# START OF DATA FOR THIS TASK
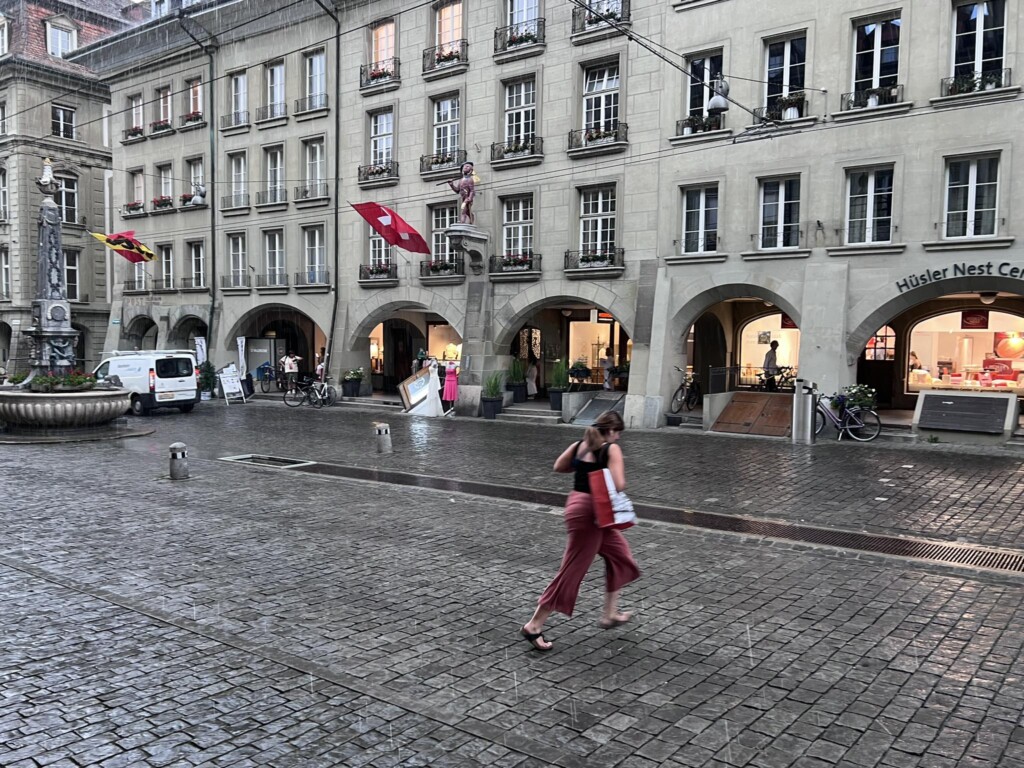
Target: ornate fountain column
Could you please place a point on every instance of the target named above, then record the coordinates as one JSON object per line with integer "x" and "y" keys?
{"x": 51, "y": 339}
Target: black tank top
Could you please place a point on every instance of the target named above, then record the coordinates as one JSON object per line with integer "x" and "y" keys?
{"x": 581, "y": 481}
# END OF DATA FOR THIS TASK
### TASK STATEMENT
Please rewrite all the rows above, changing "place a point on" to "mark" and leaving everything else as it is. Omit the pictures from your answer.

### REPLY
Target: ornate fountain column
Could you please mark every instance of the target named above, then record the coordinates as one JSON object per line with integer "x" and "y" keys?
{"x": 51, "y": 339}
Target: black tank top
Could you please mark every instance of the target named above, then record the coordinates as one JSON object per line with integer "x" and "y" keys?
{"x": 581, "y": 481}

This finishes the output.